• [Provided data]
=-=-=-=-=
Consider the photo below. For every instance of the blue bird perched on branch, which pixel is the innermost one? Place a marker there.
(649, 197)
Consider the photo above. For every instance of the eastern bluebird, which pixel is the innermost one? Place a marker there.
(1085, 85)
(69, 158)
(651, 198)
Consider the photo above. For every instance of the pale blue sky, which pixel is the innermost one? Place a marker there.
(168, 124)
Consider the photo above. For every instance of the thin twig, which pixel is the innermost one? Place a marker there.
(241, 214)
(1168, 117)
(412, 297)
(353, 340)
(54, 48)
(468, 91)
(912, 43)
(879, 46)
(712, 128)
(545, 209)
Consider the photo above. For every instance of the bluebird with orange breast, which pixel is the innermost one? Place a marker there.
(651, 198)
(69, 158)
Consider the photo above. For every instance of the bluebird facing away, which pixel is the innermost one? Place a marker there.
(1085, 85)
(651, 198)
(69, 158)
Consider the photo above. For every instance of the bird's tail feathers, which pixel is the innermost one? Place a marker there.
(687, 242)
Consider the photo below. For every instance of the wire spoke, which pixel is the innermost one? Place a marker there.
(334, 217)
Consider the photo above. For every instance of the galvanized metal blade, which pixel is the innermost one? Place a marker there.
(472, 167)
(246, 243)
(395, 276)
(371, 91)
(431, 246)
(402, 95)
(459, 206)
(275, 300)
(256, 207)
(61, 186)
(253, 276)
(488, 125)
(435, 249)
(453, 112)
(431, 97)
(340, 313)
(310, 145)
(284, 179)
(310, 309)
=-=-=-=-=
• [Description of the task] Each line must be set down again exactly as above, with no line omitted.

• [Response to this task]
Consider the photo below. For every instance of the blue bird perched on branch, which pixel is the innermost one? Place a marker there.
(649, 197)
Consider the photo above. For every instance of the eastern bluebird, which pixel is the innermost one? Place a marker there.
(1085, 85)
(69, 158)
(651, 198)
Consider the photo above. For every instance of the pale blue sky, which pixel is the innermost one? Place a marker there.
(168, 124)
Consider the photo above. For every instance of the thin twig, which pixel is the innermost one? Place a marker there.
(241, 214)
(1168, 117)
(412, 297)
(353, 340)
(54, 48)
(468, 91)
(912, 43)
(879, 46)
(712, 128)
(545, 209)
Consider the photo above. For every instance of the bluebird with orange breast, which pixel is the innermost one? Place a marker there.
(651, 198)
(69, 158)
Consider the photo above. For every instance of the bluebird facing away, which pixel is the innermost one? Place a marker there.
(1085, 85)
(651, 198)
(69, 158)
Consider the photo above. For every instance of the bird's tail feathers, which pixel is the innermost one? Place a marker there.
(687, 242)
Consider the photo below. For every instance of the wire spoke, which pixel is the innermost one? Place a marker there.
(334, 217)
Consider the photo above. For every instance of the galvanized metal blade, which pixel is the innermost one? Place a marker there.
(472, 167)
(246, 243)
(395, 276)
(371, 91)
(431, 246)
(402, 95)
(459, 206)
(275, 300)
(256, 207)
(61, 186)
(253, 276)
(488, 125)
(435, 249)
(453, 112)
(431, 97)
(340, 313)
(310, 145)
(284, 179)
(310, 309)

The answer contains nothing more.